Pull out every one of the lines below word for word, and leave the pictures out of your answer.

Dataset records
::::

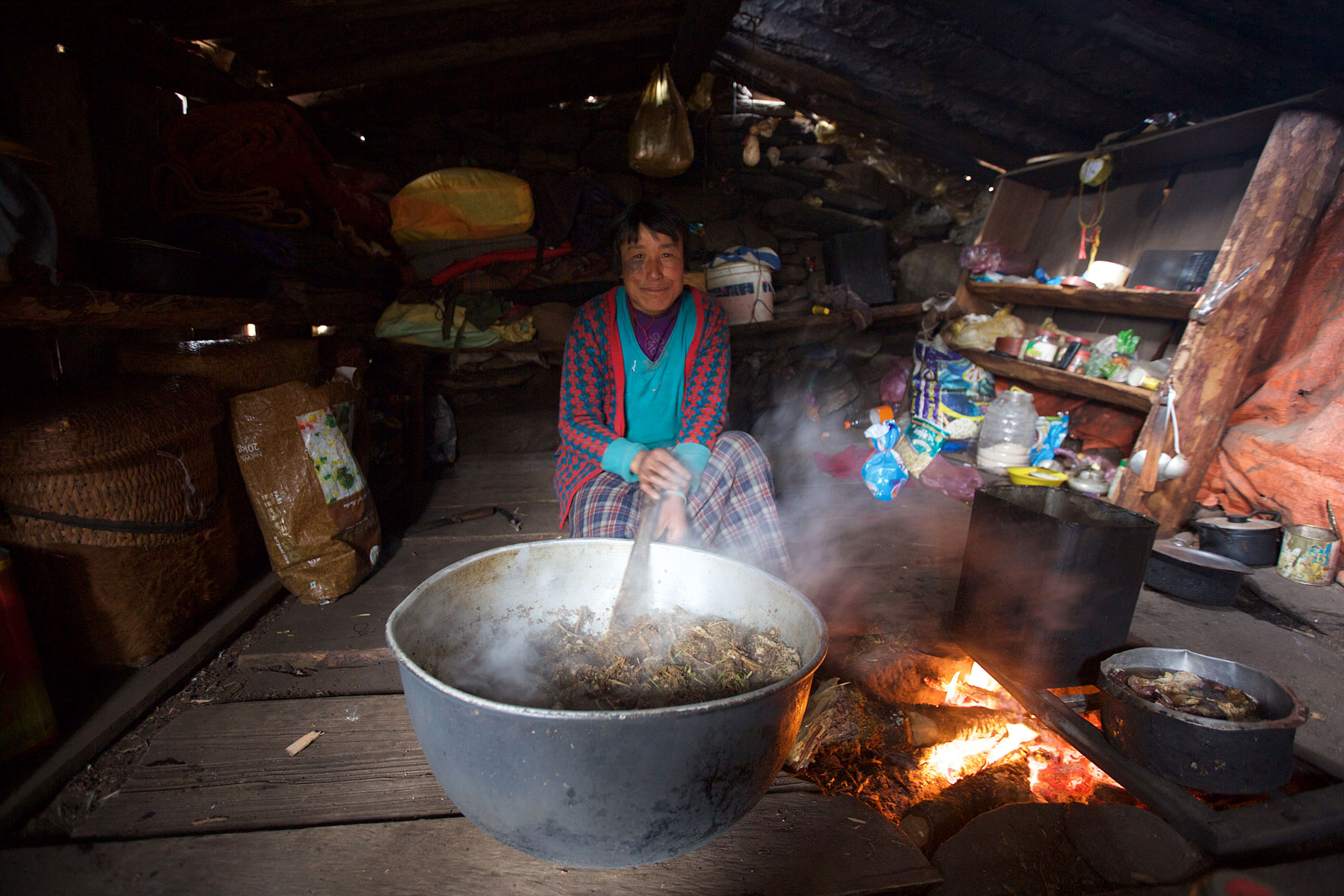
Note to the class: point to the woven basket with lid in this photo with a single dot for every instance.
(233, 367)
(132, 452)
(112, 508)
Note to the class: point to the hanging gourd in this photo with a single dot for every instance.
(661, 137)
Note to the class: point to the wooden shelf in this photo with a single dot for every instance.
(1059, 380)
(814, 328)
(1138, 302)
(42, 306)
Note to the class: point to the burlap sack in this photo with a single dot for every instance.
(309, 494)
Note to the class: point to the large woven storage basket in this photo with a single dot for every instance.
(112, 510)
(233, 367)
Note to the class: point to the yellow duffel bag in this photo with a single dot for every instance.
(461, 203)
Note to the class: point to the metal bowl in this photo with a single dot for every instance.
(1214, 755)
(593, 789)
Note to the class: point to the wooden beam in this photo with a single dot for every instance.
(791, 843)
(316, 658)
(140, 692)
(495, 86)
(464, 54)
(1058, 380)
(812, 328)
(703, 26)
(1138, 302)
(133, 50)
(1296, 176)
(811, 88)
(40, 306)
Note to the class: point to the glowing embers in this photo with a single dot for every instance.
(1058, 771)
(960, 758)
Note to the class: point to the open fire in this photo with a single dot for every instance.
(934, 743)
(1058, 771)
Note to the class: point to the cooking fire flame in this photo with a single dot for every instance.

::::

[Result of this task]
Note to the class: point to the woven basket with lid in this photo with a single dot for every instance.
(233, 367)
(132, 452)
(112, 508)
Note to the class: point to the hanging gourd in this photo with a single dot for every instance.
(661, 137)
Note to the class: point to the wooden shelf in this photo with a single dot for every instance.
(1059, 380)
(814, 328)
(1138, 302)
(42, 306)
Note to the class: point to the burlap sack in this photo with a single dot for every instance.
(309, 494)
Note to the class: point to the large woven storage basket in this photo with a single dot for every instance.
(112, 510)
(233, 367)
Note to the class: point to the yellow duffel bag in this photo with a single dot for every instance.
(461, 203)
Note to the class: point to the metal bowl in this photo with a single dot for every instance.
(1214, 755)
(593, 789)
Note to the class: point to the wooden beam in this photo with a single dot for every instance.
(791, 843)
(316, 658)
(140, 692)
(495, 86)
(464, 54)
(1058, 380)
(812, 328)
(703, 26)
(1138, 302)
(133, 50)
(1296, 176)
(811, 88)
(40, 306)
Note to the class: point to the glowing embers in this photo with a single dot for every instance.
(1058, 771)
(960, 758)
Note to the class: point to the open fire in this photo with a single dot for every instance.
(934, 743)
(1058, 771)
Note to the class: point to the cooking fire flame in this photo with a single dot for every instance.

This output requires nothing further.